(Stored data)
▼
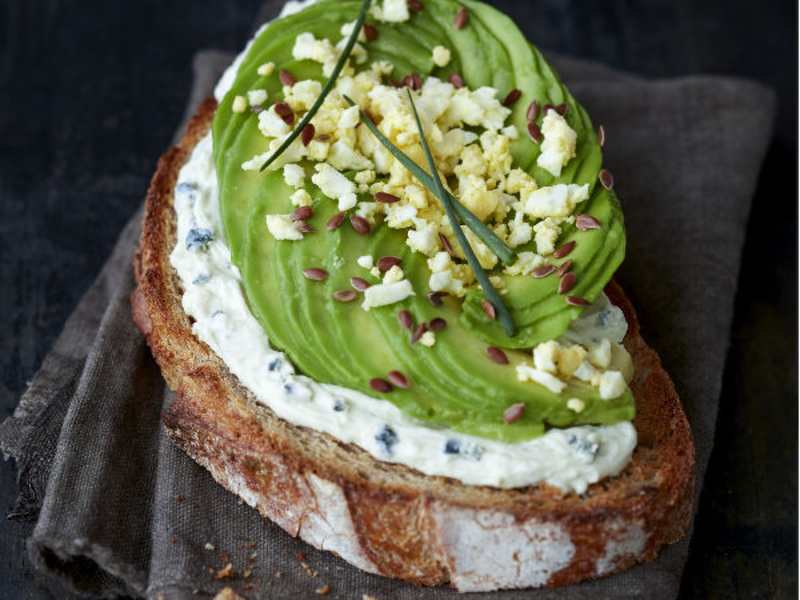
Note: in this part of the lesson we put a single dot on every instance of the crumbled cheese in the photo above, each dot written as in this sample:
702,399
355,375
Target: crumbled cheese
441,56
424,239
239,104
394,275
569,359
611,384
370,211
519,181
383,294
301,198
558,145
511,132
257,97
600,354
294,175
392,11
266,69
553,201
335,186
576,405
552,383
365,177
308,47
428,339
282,228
▲
**DIRECTION:** Copy every line of the entries above word for word, leaving out the pictures.

**FULL RESPONSE:**
Note: in this part of the lesson we put a single dot on every instance of the crumbled cheese in the photo above, each dot written as in this sample:
702,399
355,375
Target: crumbled cheese
441,56
424,239
239,104
394,275
569,359
611,384
370,211
519,181
383,294
301,198
558,145
511,132
257,97
600,354
294,175
392,11
266,69
553,201
335,186
576,405
552,383
365,177
308,47
428,339
282,228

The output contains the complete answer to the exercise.